Work order: The answer must consist of every line below containing "bird".

Data extracts:

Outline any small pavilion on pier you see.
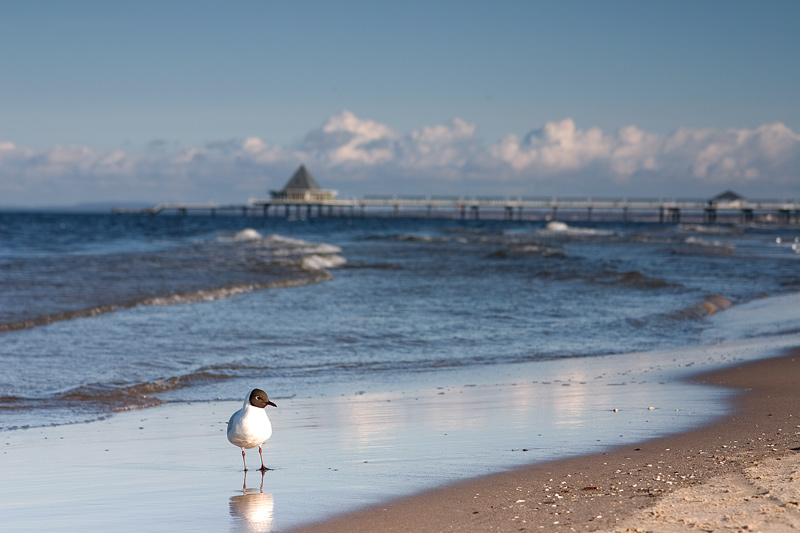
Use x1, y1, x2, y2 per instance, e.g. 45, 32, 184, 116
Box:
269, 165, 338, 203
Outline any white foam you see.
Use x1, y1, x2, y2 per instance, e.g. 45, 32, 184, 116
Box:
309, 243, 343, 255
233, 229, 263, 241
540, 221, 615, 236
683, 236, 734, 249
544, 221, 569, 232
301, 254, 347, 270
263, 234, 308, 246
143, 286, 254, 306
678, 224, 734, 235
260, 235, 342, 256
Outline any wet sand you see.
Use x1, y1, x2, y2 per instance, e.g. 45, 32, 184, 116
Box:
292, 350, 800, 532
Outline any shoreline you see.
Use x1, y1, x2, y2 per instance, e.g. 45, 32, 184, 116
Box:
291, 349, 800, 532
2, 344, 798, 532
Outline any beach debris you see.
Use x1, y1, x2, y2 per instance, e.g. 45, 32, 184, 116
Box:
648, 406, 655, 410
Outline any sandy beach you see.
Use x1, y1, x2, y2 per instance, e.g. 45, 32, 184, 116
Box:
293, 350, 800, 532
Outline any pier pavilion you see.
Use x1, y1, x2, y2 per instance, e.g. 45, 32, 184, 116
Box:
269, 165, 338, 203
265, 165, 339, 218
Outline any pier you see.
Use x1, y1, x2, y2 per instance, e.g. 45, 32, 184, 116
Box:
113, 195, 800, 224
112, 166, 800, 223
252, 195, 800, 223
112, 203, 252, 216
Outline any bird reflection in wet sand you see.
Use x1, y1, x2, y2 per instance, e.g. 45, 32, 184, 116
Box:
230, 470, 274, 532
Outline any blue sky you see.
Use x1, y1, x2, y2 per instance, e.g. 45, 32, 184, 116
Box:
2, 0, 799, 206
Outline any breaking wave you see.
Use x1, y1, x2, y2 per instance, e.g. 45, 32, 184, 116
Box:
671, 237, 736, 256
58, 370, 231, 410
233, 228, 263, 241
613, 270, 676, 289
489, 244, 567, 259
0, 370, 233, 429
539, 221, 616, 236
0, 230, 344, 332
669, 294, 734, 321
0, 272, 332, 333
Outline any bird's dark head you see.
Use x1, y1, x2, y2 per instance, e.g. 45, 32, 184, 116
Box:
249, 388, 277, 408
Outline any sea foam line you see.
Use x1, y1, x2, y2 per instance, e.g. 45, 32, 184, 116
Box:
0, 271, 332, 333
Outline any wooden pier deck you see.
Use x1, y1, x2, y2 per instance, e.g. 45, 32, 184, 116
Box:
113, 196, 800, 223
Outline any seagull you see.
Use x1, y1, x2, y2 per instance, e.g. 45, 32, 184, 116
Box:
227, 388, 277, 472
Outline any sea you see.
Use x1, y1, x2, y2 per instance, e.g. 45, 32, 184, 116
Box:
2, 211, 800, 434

Task response:
Outline any bird reflection in wet sand you see.
Outline any bird's dark head you see.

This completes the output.